## GOAL OF THE EXERCISE
Retype word for word the lines of the data below, from the first to the one bearing "Target: person standing", with that one included.

(Saved entries)
■ ■ ■

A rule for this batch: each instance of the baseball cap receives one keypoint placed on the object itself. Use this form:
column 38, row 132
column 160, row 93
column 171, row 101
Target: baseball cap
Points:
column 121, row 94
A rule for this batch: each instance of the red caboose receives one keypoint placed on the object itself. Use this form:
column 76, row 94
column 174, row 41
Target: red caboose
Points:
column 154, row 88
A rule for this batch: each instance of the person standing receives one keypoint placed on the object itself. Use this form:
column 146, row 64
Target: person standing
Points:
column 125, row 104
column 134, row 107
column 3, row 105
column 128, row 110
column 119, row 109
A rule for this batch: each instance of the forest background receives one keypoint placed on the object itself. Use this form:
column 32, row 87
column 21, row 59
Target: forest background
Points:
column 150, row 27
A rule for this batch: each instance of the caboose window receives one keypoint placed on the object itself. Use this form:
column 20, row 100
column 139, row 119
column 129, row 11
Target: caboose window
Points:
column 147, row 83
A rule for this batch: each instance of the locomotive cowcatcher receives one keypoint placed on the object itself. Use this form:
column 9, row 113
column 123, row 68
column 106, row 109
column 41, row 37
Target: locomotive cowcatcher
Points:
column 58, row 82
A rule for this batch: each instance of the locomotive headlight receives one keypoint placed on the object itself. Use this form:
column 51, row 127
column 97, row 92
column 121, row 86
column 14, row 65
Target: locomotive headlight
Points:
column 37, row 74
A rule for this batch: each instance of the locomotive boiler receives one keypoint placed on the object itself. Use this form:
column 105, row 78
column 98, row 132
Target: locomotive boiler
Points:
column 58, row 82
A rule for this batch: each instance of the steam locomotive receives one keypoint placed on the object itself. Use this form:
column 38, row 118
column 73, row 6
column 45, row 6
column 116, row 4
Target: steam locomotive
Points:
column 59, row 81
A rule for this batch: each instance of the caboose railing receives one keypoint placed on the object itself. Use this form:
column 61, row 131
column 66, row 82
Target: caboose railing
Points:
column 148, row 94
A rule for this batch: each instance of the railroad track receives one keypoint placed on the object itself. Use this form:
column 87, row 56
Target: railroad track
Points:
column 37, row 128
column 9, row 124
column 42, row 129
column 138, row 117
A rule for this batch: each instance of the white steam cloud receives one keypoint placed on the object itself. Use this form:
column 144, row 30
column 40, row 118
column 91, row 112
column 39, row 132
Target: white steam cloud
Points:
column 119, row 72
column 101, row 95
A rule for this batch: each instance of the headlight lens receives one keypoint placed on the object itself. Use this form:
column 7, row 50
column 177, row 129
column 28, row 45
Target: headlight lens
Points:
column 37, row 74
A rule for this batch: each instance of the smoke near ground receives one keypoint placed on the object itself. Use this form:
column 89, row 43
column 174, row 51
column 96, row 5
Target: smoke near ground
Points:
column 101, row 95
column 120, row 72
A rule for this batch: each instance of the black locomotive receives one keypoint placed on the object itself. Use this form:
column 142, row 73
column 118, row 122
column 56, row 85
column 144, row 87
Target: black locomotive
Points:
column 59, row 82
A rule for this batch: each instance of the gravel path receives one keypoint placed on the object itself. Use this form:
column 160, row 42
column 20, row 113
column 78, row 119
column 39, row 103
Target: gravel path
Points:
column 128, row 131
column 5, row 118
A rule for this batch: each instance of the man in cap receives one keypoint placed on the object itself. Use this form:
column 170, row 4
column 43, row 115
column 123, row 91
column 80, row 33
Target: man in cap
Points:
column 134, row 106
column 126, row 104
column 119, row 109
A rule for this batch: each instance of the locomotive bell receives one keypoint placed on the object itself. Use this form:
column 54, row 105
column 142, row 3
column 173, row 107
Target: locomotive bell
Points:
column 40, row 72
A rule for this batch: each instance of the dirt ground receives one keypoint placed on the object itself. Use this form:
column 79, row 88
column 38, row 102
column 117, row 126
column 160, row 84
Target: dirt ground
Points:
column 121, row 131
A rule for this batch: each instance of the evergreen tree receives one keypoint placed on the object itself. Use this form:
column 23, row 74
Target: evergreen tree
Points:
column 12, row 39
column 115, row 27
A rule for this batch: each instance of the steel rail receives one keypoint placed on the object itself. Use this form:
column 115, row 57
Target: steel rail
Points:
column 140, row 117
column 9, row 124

■ ■ ■

## EXPECTED ANSWER
A rule for this batch: each instance of the baseball cap receives one keypoint placed on the object itself. Use this form:
column 38, row 132
column 160, row 93
column 171, row 101
Target: baseball cap
Points:
column 121, row 94
A rule for this batch: each instance of the red caboose receives one keypoint placed on the object itself. Use this form:
column 76, row 94
column 174, row 41
Target: red caboose
Points:
column 154, row 88
A rule for this batch: each instance of the person standing receives one keypoint placed on the object itself. Use this form:
column 146, row 64
Target: person standing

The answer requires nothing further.